╭─ DATA IN THIS EXERCISE
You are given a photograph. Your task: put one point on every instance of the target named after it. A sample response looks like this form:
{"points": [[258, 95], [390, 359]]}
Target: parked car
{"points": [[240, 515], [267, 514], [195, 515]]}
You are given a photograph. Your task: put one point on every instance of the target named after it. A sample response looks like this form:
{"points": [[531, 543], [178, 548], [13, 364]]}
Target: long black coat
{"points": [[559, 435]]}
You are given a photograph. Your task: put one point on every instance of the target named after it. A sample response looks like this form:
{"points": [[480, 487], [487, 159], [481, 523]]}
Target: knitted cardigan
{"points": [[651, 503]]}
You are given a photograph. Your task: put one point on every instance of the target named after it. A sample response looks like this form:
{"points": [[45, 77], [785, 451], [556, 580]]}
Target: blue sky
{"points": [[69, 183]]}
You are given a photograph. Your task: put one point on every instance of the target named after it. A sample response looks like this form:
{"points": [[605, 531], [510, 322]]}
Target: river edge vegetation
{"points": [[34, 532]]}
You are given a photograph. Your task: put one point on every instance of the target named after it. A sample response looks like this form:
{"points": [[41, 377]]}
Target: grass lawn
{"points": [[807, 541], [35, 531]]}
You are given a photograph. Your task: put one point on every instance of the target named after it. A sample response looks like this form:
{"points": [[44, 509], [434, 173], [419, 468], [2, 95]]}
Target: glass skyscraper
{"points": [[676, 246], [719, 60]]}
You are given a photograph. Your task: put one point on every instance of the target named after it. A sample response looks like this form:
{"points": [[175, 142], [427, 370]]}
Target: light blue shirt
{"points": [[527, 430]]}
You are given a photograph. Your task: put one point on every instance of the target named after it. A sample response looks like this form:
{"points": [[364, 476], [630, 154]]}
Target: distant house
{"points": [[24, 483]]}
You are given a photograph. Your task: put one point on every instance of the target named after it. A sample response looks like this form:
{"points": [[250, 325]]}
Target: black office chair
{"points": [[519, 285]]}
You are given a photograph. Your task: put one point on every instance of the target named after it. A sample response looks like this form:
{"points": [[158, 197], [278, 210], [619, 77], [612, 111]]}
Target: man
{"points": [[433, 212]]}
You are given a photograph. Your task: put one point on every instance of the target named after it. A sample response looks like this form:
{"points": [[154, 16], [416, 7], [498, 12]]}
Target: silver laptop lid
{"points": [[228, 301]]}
╰─
• [WORK ITEM] Please write the data above out again, exactly the same.

• [TASK ANSWER]
You are given a photograph. Your task: put one point on every instance of the target named after it. A sample response looks like this form:
{"points": [[258, 95], [390, 359]]}
Target: parked car
{"points": [[240, 515], [267, 514], [195, 515]]}
You are given a photograph. Your task: put one point on every instance of the target named after it. A sample response looks like this form:
{"points": [[531, 543], [178, 548], [13, 364]]}
Target: long black coat
{"points": [[559, 435]]}
You are given a photograph. Your task: put one point on every instance of the target named after it. A sample response looks like this form:
{"points": [[480, 487], [487, 159], [481, 523]]}
Target: knitted cardigan
{"points": [[651, 503]]}
You are given a photograph. Your task: put one point on every instance of the target named after it. A sample response looks like this form:
{"points": [[45, 77], [785, 451], [556, 580]]}
Target: blue sky
{"points": [[69, 183]]}
You are given a photograph. Your task: put one point on every instance of the target named after it. A sample response looks like this form:
{"points": [[605, 531], [510, 322]]}
Target: river edge vegetation
{"points": [[34, 532]]}
You are given a photograph. Your task: put one point on every instance of the target named after it. A sample response looks like this form:
{"points": [[41, 377]]}
Target: grass lawn
{"points": [[807, 541], [35, 531]]}
You are given a photograph. Your task: put one point on every instance of the target named after it. A sample response looks like this form:
{"points": [[44, 509], [434, 173], [419, 468], [2, 95]]}
Target: glass skyscraper
{"points": [[676, 246], [719, 60]]}
You are given a photograph. Your task: put one point on every instance of the target named after it. A sample response looks like this form:
{"points": [[175, 142], [427, 370]]}
Target: light blue shirt
{"points": [[527, 430]]}
You are given a photograph. Your task: put one point on every instance of the target named after it. A sample response looks like this form:
{"points": [[364, 476], [630, 154]]}
Target: distant house
{"points": [[24, 483]]}
You are given a photograph. Your task: put one point on every instance of the target named after it. A sample response looks like this form:
{"points": [[250, 325]]}
Target: black office chair
{"points": [[519, 285]]}
You are given a photograph. Your task: put one point on every instance of the target named after it. A sample response looks like this form:
{"points": [[158, 197], [278, 210], [619, 77], [612, 111]]}
Target: man
{"points": [[433, 212]]}
You are given a photograph. Your task: put one point on every instance of the target named after it. A sample response looks like this form:
{"points": [[154, 16], [416, 7], [498, 12]]}
Target: silver laptop lid
{"points": [[228, 301]]}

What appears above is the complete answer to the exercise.